Every line below is to be set down again exactly; any image stays out.

Segment Open

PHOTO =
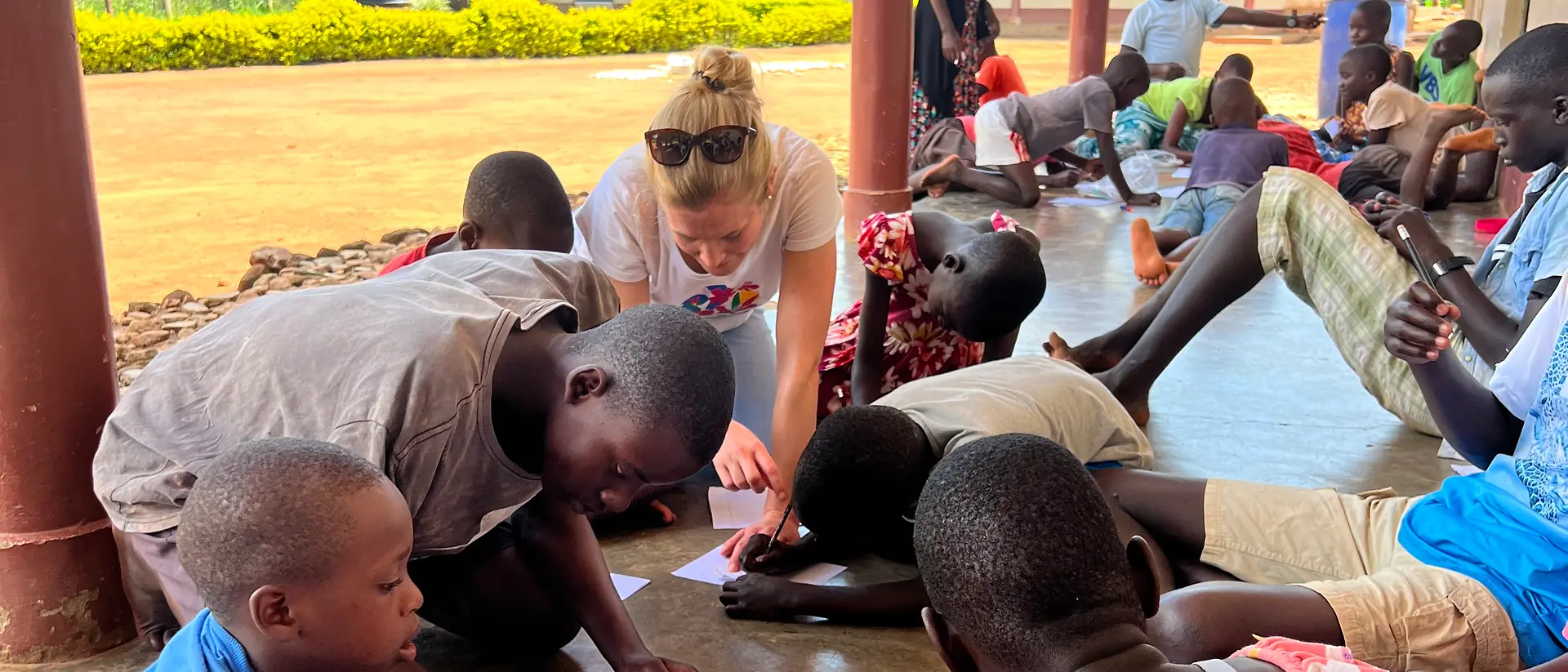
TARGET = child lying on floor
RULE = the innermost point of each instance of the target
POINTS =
(300, 552)
(1026, 574)
(1228, 162)
(940, 295)
(862, 470)
(1015, 134)
(513, 201)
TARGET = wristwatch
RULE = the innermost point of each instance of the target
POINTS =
(1450, 265)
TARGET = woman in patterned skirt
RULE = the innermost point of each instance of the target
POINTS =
(947, 54)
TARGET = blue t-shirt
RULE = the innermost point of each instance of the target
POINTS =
(1509, 527)
(1236, 155)
(203, 646)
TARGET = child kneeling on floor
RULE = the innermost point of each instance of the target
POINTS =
(300, 550)
(1026, 572)
(862, 470)
(1230, 160)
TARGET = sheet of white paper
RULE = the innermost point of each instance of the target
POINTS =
(734, 510)
(626, 586)
(1080, 201)
(712, 569)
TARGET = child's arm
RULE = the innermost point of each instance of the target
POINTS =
(764, 597)
(867, 370)
(577, 566)
(1112, 163)
(1470, 416)
(1174, 131)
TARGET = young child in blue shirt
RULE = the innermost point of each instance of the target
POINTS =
(300, 549)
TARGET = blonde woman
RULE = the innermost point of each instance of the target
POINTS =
(720, 211)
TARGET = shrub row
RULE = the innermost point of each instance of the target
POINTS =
(342, 30)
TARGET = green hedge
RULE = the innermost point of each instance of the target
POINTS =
(342, 30)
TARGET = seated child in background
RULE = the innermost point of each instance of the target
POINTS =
(300, 552)
(1170, 116)
(1000, 78)
(1026, 572)
(501, 390)
(862, 470)
(513, 201)
(940, 295)
(1015, 134)
(1228, 162)
(1446, 73)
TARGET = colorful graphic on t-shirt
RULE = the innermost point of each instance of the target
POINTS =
(722, 300)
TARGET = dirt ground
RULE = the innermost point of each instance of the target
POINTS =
(195, 170)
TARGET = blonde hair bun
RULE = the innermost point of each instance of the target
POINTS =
(722, 91)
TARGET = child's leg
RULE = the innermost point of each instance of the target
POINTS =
(496, 594)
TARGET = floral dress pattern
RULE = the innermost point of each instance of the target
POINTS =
(916, 345)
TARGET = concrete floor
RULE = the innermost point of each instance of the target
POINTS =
(1259, 395)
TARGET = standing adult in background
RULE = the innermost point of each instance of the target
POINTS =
(719, 213)
(949, 47)
(1169, 33)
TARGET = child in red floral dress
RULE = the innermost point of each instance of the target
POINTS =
(940, 295)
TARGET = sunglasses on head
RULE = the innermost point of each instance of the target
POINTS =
(720, 145)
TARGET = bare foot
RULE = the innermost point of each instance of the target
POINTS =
(1090, 356)
(937, 177)
(1137, 406)
(1147, 260)
(1482, 140)
(1450, 116)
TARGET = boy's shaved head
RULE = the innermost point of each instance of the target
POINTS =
(1233, 102)
(1019, 552)
(862, 474)
(668, 368)
(269, 513)
(516, 198)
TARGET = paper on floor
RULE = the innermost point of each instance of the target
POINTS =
(626, 586)
(1080, 201)
(712, 567)
(734, 510)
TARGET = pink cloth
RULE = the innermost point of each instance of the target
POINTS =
(1293, 655)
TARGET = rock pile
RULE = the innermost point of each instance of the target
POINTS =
(146, 329)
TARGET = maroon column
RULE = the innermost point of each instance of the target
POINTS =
(1087, 30)
(60, 588)
(882, 63)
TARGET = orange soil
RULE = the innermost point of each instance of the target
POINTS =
(198, 168)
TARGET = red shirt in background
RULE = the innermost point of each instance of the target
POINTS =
(416, 254)
(1000, 77)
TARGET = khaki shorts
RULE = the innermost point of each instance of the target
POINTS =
(1394, 612)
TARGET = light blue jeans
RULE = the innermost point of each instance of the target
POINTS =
(755, 354)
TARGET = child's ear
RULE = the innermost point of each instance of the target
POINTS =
(272, 614)
(1142, 559)
(470, 235)
(586, 383)
(949, 648)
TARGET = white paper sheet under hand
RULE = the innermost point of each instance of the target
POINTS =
(734, 510)
(626, 586)
(714, 569)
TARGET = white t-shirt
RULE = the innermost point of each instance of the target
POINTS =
(629, 240)
(1172, 30)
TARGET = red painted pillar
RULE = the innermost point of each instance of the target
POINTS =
(882, 63)
(60, 591)
(1087, 30)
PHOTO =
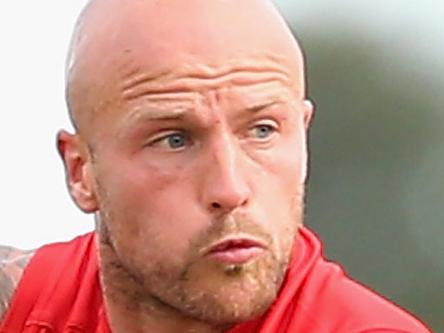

Segment Closed

## Task result
PHOTO =
TARGET = child lying on floor
RULE = the innermost point of each instance of the target
POINTS =
(300, 552)
(1026, 574)
(1228, 162)
(940, 295)
(862, 470)
(1015, 134)
(513, 201)
TARGET = wristwatch
RULE = the innermost point of each instance of the target
POINTS =
(1450, 265)
TARGET = woman in patterned skirt
RULE = the innermost point of each instance of the target
POINTS =
(947, 54)
TARGET = blue t-shirt
RULE = the innermost point of each instance of the target
POINTS =
(1509, 527)
(1236, 155)
(203, 646)
TARGET = child kneeling on floor
RULE = the innermost point of each instance of the target
POINTS =
(300, 550)
(1026, 572)
(862, 470)
(1230, 160)
TARGET = sheet of white paper
RULE = the innermost point of each instance of the target
POINTS =
(734, 510)
(626, 586)
(1080, 201)
(712, 569)
TARGET = child's arm
RULE = the innermost point of each instance of the target
POINTS =
(764, 597)
(867, 370)
(577, 566)
(1112, 163)
(1470, 416)
(1174, 131)
TARGET = young child in blue shirt
RULE = the innermost point of each instance of the target
POINTS =
(300, 549)
TARGET = blonde woman
RULE = the innermost point of each instance of the target
POINTS =
(720, 211)
TARGET = shrub row
RULE = the innermost point of each instance of the target
POINTS =
(342, 30)
TARGET = green hedge
RULE = the innermost point of each instance of the target
POINTS =
(342, 30)
TARGET = seated child in background
RULE = the innermost point of each instance of the target
POINTS =
(300, 552)
(1170, 116)
(1000, 78)
(1026, 572)
(501, 390)
(862, 470)
(513, 201)
(940, 295)
(1015, 134)
(1228, 162)
(1446, 73)
TARGET = colorful graphic on t-shirt
RULE = the innermost point of each instance of the target
POINTS =
(722, 300)
TARGET = dirt ground
RULE = the innermost point of each instance of the target
POINTS =
(195, 170)
TARGET = blonde hair bun
RULE = the innermost point of each instance of the target
POINTS =
(722, 91)
TARGET = child's leg
RULE = the innermost point of each instance of the target
POINTS =
(496, 594)
TARGET = floral dress pattern
RULE = the innermost point of each instance of the target
POINTS =
(916, 345)
TARGET = concrete floor
RULE = the innermost point of each instance of the target
POINTS =
(1259, 395)
TARGET = standing adult in background
RULE = the innermost point of each instance of the target
POINTS =
(719, 213)
(949, 47)
(1169, 33)
TARGET = child in red floral dress
RULE = the innermost point of each instance of the target
POINTS =
(940, 295)
TARGET = sunglasses on head
RULE = the innermost point of each instance of the target
POINTS =
(720, 145)
TARGET = bare foot
RULE = the innermost point of each instance of the target
POINTS =
(1090, 356)
(937, 177)
(1137, 406)
(1147, 260)
(1482, 140)
(1450, 116)
TARGET = boy's shaved head
RULE = the innermost point of each instance of the target
POINTS =
(1233, 102)
(1019, 552)
(862, 474)
(668, 368)
(269, 513)
(516, 198)
TARGET = paper on floor
RULE = the innermost point of each instance of the target
POINTS =
(626, 586)
(1080, 201)
(712, 567)
(734, 510)
TARGET = pink cloth
RULE = the innermost point of each instance of the target
POINTS =
(1293, 655)
TARGET = rock pile
RULE = the innermost point of each instance of the target
POINTS =
(146, 329)
TARGET = maroon column
RULE = the innermost point of each instance of the target
POINTS =
(1087, 30)
(60, 588)
(882, 63)
TARGET = orange soil
RULE = the innermost point of each instance of the target
POINTS =
(198, 168)
TARGET = red shirt in background
RULE = the innermost point of each instance of the target
POINTS =
(416, 254)
(1000, 77)
TARGET = khaki shorts
RULE = the innermost point of each instance of the target
POINTS =
(1394, 612)
TARGET = light blue jeans
RULE = the innermost point of each instance of the target
POINTS =
(755, 354)
TARGET = child's ear
RULE = the innermost point of each instance of the target
POINTS =
(272, 614)
(1142, 559)
(470, 235)
(586, 383)
(949, 648)
TARGET = white paper sheet under hand
RULE = the innermost point of each instance of the target
POINTS =
(734, 510)
(626, 586)
(714, 569)
TARGET = white t-shirt
RULE = the innermost point of each instance of the target
POINTS =
(629, 240)
(1172, 30)
TARGET = red painted pillar
RULE = the innermost point of each instance of the target
POINTS =
(882, 63)
(60, 591)
(1087, 30)
PHOTO =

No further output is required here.